→ **Task statement**
Give the entries from the line with "Task: locate the black beak" up to and including the line with "<point>495,301</point>" as a Markdown table with the columns Row and Line. Number each row, and leave out any blank lines.

[Dataset entries]
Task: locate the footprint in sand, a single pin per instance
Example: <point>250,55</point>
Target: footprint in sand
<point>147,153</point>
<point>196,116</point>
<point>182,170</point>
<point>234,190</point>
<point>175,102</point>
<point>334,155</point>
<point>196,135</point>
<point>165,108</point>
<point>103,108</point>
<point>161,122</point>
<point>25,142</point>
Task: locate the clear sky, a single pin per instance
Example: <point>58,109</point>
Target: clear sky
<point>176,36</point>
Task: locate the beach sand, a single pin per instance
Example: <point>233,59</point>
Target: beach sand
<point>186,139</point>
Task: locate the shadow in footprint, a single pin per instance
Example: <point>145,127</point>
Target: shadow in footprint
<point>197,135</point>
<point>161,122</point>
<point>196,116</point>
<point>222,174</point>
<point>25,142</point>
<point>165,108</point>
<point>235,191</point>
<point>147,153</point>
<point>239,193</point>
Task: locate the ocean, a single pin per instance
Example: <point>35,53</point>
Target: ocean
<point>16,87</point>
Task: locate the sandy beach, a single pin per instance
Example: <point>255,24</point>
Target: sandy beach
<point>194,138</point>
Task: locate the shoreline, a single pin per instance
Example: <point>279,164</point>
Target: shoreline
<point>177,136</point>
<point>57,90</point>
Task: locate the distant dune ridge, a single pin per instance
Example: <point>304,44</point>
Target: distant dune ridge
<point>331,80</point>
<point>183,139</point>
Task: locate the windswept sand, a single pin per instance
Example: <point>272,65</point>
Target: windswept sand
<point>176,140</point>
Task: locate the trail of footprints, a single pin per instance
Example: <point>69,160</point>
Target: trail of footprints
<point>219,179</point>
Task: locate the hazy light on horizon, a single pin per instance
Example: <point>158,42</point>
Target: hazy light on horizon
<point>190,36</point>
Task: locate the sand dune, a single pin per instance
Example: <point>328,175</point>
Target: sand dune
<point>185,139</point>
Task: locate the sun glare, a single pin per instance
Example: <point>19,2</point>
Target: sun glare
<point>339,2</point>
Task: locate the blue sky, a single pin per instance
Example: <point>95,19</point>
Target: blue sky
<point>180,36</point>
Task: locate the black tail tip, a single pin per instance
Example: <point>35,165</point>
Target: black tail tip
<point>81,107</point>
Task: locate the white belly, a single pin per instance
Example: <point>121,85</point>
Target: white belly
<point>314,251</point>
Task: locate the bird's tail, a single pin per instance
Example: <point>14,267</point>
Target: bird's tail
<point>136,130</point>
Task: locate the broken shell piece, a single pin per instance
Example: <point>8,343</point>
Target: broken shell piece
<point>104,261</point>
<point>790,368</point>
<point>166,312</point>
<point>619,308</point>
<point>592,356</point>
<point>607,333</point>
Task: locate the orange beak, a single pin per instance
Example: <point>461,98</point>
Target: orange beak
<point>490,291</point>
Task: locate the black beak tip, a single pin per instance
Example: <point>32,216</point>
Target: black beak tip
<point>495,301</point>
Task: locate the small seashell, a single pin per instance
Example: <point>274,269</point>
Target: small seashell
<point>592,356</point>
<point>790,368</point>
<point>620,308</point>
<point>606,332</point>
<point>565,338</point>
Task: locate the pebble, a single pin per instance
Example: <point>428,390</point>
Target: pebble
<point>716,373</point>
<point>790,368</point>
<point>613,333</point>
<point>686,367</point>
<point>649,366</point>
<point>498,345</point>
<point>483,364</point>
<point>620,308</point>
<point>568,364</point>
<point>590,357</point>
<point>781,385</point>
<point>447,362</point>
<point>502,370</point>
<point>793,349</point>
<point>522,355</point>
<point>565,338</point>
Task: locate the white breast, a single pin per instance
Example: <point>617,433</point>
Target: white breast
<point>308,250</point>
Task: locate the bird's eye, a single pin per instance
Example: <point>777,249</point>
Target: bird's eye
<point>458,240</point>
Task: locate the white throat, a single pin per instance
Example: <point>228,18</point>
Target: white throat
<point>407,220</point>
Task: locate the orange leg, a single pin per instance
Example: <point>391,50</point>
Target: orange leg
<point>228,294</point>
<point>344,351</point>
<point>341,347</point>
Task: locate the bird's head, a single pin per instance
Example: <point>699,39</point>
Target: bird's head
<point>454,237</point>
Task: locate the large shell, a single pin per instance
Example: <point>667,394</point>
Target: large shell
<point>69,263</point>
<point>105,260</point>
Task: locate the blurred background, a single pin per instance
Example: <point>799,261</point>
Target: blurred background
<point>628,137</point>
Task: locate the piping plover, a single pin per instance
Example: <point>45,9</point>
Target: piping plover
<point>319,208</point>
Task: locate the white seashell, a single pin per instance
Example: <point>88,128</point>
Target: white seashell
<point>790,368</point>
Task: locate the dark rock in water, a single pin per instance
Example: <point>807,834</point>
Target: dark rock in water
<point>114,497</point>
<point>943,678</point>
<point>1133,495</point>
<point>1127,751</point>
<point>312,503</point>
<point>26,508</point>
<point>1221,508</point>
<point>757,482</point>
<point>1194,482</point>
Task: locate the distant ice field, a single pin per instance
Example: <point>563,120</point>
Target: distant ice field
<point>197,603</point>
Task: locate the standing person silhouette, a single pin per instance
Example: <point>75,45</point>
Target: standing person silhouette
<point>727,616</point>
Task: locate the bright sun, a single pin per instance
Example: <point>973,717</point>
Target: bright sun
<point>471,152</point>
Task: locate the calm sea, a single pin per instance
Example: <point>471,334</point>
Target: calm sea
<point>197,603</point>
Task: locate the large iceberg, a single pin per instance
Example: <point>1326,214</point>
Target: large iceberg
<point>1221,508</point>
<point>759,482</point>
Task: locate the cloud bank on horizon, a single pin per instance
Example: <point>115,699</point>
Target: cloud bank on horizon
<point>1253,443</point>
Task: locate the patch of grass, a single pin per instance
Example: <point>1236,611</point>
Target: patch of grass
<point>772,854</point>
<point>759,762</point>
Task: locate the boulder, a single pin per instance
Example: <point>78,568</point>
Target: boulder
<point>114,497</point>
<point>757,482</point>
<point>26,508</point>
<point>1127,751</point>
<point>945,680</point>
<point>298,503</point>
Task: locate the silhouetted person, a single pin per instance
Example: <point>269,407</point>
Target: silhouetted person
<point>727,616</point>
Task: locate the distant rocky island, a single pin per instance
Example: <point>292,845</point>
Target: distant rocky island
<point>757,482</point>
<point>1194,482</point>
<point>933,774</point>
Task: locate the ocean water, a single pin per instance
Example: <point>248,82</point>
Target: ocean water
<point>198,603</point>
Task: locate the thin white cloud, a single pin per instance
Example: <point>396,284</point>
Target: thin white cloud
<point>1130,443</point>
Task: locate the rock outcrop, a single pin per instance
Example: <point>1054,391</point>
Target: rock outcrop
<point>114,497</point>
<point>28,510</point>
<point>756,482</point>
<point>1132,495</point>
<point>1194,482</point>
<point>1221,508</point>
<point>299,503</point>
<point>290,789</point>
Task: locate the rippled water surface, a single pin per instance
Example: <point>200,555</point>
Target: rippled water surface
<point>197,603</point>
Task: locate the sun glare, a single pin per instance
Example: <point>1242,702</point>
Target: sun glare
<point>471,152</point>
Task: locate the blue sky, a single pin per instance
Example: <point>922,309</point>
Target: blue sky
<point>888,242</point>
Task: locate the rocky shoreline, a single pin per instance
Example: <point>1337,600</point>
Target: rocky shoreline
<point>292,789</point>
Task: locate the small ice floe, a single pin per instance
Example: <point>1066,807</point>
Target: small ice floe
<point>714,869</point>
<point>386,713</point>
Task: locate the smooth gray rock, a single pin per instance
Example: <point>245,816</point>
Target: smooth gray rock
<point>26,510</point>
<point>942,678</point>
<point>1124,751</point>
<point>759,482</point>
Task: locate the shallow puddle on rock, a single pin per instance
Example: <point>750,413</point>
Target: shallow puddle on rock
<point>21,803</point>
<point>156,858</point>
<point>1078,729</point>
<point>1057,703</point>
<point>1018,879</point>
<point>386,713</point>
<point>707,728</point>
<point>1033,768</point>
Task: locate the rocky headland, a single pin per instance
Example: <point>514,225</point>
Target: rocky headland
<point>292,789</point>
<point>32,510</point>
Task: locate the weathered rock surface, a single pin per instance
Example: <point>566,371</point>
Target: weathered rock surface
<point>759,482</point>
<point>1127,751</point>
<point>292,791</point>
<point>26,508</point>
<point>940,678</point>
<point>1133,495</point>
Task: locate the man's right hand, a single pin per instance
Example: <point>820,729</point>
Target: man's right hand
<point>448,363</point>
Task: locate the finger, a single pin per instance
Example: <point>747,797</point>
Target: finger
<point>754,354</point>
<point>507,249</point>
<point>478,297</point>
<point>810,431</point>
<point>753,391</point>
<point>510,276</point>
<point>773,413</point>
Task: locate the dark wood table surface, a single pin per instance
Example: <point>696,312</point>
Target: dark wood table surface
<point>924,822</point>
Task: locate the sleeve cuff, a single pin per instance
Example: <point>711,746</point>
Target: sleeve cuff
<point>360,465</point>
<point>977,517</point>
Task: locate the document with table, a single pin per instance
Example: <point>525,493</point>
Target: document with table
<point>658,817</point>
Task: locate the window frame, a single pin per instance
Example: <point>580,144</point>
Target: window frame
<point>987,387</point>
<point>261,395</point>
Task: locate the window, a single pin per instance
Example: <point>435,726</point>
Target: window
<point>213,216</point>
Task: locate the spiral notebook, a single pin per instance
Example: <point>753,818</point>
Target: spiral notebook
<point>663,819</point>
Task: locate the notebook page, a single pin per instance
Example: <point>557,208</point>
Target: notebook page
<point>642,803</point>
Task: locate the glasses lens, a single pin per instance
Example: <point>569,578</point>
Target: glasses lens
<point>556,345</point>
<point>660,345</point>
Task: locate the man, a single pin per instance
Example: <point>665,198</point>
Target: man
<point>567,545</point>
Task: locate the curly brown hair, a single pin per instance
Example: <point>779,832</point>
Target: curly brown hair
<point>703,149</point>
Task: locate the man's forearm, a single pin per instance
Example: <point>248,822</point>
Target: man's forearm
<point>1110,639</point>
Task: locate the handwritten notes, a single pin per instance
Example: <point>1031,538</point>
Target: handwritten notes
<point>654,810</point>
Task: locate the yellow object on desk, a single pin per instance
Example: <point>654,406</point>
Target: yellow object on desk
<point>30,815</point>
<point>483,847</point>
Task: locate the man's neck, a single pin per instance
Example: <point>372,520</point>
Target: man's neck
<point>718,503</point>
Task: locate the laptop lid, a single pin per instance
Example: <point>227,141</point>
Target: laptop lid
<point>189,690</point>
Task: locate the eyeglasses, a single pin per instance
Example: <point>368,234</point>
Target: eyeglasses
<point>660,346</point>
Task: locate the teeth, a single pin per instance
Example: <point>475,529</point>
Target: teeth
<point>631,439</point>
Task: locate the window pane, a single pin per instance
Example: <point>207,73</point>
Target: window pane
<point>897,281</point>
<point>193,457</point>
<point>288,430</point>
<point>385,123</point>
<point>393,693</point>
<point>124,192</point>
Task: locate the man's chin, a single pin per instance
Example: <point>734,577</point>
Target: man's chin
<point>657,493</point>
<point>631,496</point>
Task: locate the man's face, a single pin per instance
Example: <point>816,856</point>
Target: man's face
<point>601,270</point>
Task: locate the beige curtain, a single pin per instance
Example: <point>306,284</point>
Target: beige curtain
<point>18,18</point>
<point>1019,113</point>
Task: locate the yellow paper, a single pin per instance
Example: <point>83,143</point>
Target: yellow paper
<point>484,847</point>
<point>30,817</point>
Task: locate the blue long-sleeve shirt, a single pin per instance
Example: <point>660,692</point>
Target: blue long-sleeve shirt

→ **Answer below**
| Row | Line |
|---|---|
| 1 | Task: locate the black beak tip, a single pin per instance |
| 2 | Example: <point>32,216</point> |
| 3 | Target: black beak tip |
| 4 | <point>495,301</point> |